**What you need to do**
Your task is to repeat the records exactly from the line containing "I bet you can't find the blurred" onward, through the final line.

**Input data**
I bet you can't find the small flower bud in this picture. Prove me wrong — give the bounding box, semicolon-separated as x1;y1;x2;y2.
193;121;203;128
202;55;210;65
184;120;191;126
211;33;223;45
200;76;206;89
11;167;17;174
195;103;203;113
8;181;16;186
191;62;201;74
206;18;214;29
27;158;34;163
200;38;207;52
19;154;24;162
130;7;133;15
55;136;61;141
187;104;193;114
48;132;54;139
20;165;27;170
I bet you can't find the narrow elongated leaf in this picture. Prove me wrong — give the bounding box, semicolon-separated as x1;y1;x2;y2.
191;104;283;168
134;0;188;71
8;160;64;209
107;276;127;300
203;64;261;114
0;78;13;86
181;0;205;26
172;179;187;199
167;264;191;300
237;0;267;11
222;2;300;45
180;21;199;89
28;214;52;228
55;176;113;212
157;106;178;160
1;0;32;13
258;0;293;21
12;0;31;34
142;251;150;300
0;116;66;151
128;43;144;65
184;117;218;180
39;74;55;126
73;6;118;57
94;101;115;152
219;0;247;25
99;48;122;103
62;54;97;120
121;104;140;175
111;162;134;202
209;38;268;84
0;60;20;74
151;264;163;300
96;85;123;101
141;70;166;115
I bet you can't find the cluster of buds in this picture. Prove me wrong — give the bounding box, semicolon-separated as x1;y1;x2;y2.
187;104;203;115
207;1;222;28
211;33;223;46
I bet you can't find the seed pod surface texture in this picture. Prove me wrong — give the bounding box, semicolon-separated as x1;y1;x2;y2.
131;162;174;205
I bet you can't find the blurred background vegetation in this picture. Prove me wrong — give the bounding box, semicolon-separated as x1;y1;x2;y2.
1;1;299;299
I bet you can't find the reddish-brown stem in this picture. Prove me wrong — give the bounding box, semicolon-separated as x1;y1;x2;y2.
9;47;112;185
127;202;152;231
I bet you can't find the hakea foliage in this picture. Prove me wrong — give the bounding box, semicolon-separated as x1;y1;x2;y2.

**Written answer**
I bet you can't find the blurred background vegetation in this picture. Prove me wrong — give the bounding box, semicolon-separated as x1;y1;x2;y2.
1;1;299;299
I bet you can't find the reddish-brown stem in this picture. Prove me wrong — give the bounding box, semicolon-separated as x1;y1;x2;y2.
9;47;112;185
127;202;152;231
I bet you can't find the hakea foliage in this picture. Prove me wrong — give the bounding box, semicolon-separated as x1;y1;x2;y2.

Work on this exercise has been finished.